Copy, word for word, the part of the painting tips between "Painting, whether it's" and "common painting issues.", inclusive.

:: GIVEN TEXT ::
===

Painting, whether it's indoors or out, is a great way to give your home a fresh new look. While it's relatively easy and inexpensive to update your home with paint, there are some pitfalls you'll need to pay attention to. Here are a few tips from our real estate agents for avoiding common painting issues.

  • Runs in the Paint
    Runs in the paint are an extremely common issue that most, if not all, do-it-yourselfers experience at some point. Runs are usually a sign that you're laying the paint on too heavily, although it can also be due to thin paint, high humidity, or cool temperatures. If you see a run develop, use the roller or your brush to spread the paint before it has a chance to dry. Once dried, runs can be resolved with a little light sanding, then repainting. To prevent runs from happening, make sure you're painting multiple thin layers rather than aiming for complete coverage with the first coat.

  • Brush Marks
    Brush marks visible in the paint are the opposite problem of runs. If you can see brush marks, it means you were brushing the paint for too long, and it started to dry. Instead, use the brush to apply the paint, spread it, quickly even it out, and then move on to the next section.

  • Overlap Marks
    Overlap marks in your painting happen when you paint two overlapping sections at different times, and the first section dries before you have a chance to paint the second. The result is obvious areas of overlap in the paint, also known as lap marks or picture framing. To avoid this, the experts recommend keeping a wet edge, which basically just means constantly blending as you move from the previous section to the next section.

  • Bumping the Ceiling or Floor
    If you aren't paying attention, it's easy to run the paint roller too high or too low by accident. To avoid unsightly paint smears on your ceiling or floor or to prevent your roller from picking up debris from the floor, start your paint job by running the roller back and forth horizontally and making a quick demarcation zone. Just remember to work with the wet edge and blend the paint as you go along, as described above.

===

:: DATA RECORDS ::
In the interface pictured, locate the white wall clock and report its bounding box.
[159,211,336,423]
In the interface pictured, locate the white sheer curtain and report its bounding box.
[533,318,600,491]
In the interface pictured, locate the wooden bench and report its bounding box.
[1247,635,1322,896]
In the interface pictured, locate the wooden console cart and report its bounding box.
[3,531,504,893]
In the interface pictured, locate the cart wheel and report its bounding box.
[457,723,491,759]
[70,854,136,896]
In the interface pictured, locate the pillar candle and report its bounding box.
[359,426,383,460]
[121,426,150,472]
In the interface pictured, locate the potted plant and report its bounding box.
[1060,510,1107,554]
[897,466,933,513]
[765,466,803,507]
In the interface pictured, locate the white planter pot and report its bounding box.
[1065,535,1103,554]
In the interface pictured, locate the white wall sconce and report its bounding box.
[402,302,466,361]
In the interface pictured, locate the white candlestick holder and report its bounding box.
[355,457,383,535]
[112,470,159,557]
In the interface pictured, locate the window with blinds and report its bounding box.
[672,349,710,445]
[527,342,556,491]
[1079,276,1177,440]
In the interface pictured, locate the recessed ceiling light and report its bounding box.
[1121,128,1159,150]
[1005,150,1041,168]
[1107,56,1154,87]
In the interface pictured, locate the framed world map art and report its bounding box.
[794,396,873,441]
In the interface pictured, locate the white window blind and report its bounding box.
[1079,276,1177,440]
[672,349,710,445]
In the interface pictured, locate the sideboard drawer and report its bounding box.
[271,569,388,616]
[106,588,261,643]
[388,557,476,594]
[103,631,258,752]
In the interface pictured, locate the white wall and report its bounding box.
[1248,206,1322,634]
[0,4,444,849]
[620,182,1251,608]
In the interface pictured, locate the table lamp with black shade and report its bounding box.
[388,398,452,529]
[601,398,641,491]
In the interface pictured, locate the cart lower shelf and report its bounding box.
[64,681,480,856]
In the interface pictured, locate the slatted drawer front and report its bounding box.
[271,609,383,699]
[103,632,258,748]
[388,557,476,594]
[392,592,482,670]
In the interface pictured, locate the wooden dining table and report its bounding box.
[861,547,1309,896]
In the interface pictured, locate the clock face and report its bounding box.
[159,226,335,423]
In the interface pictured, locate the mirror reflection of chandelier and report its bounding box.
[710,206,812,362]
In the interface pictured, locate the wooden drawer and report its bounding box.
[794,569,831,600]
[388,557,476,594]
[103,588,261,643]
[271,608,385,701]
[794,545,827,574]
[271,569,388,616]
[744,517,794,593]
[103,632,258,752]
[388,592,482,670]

===

:: IN RESPONSE ::
Painting, whether it's indoors or out, is a great way to give your home a fresh new look. While it's relatively easy and inexpensive to update your home with paint, there are some pitfalls you'll need to pay attention to. Here are a few tips from our real estate agents for avoiding common painting issues.